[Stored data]
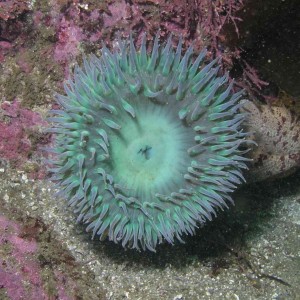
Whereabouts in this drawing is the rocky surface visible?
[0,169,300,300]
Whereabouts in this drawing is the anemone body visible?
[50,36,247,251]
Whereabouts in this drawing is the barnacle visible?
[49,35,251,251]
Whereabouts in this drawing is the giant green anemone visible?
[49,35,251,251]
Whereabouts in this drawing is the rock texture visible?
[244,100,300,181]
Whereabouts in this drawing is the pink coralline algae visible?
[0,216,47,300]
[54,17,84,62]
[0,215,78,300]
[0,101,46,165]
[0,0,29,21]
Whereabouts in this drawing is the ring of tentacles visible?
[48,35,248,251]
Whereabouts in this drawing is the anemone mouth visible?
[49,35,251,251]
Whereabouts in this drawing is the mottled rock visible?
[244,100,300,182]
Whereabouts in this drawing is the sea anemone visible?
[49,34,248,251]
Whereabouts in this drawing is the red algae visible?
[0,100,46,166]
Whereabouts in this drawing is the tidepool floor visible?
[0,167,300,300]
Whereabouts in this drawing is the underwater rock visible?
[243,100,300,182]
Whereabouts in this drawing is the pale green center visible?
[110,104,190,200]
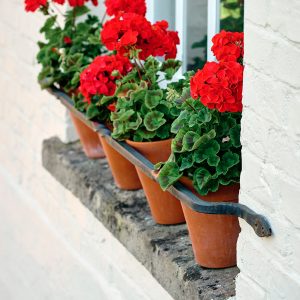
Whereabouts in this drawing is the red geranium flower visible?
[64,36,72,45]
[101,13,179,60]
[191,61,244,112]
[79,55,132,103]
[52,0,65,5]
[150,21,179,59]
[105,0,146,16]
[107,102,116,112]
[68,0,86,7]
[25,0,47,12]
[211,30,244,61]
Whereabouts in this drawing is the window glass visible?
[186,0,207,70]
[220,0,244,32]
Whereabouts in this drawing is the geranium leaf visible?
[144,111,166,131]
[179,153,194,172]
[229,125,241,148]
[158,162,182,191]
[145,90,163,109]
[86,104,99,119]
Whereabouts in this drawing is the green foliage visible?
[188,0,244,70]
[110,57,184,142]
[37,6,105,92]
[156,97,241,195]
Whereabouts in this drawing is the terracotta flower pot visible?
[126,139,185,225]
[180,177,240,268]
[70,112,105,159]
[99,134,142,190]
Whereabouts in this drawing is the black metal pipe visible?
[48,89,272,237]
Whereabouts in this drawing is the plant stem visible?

▸ **WRITTEN INSTRUCTION**:
Transcribe every one of the records above word for word, omitting the pictures.

▸ **EXPECTED ANSWER**:
Whereabouts in this drawing is the rocky surface visible?
[0,169,300,300]
Whereabouts in this drawing is the anemone body visible?
[50,36,247,251]
Whereabouts in this drawing is the barnacle visible?
[49,35,251,251]
Whereabouts in this drawing is the giant green anemone visible?
[49,35,251,251]
Whereabouts in this drawing is the rock texture visible?
[244,100,300,181]
Whereabouts in this drawing is the pink coralline algae visible?
[0,216,47,300]
[54,17,84,62]
[0,215,78,300]
[0,101,46,165]
[0,0,29,21]
Whereabouts in this drawing is the ring of tentacles visible?
[48,35,248,251]
Whereabouts in this drawing is the anemone mouth visible?
[49,35,251,251]
Whereabouts in this drawing is the mottled rock visible?
[244,100,300,182]
Whereabouts in this drawing is the sea anemone visible?
[49,34,248,251]
Whereabouts in this drawing is the red algae visible?
[0,100,46,166]
Whereabouts in this drawing is the tidepool floor visible?
[0,167,300,300]
Whereabouts in this drawing is the underwater rock visible?
[243,100,300,182]
Whereabouts in this drawing is the pale green center visible?
[110,104,190,200]
Whereabouts in this drawing is the red geranium flower visible?
[64,36,72,45]
[101,13,179,60]
[191,61,244,112]
[79,55,132,103]
[52,0,65,5]
[150,21,179,59]
[105,0,146,16]
[107,102,116,112]
[68,0,86,7]
[25,0,47,12]
[211,30,244,61]
Whereabouts in this drawing is the window glass visible?
[186,0,207,70]
[220,0,244,32]
Whereabouts in this drawing is the geranium leaf visible?
[144,111,166,131]
[179,153,194,172]
[229,125,241,148]
[158,162,182,191]
[145,90,163,109]
[86,104,99,119]
Whereabouts in this drawing is the green foliage visible?
[188,0,244,70]
[110,57,184,142]
[37,6,105,92]
[156,97,241,195]
Whereabouts in this drawing is the terracotta flower pot visible?
[126,139,185,225]
[180,177,240,268]
[70,112,105,159]
[99,134,142,190]
Whereabouts in this drawing is the black metal pipe visible?
[48,89,272,237]
Whereabouts in this drawing is the plant stem visible?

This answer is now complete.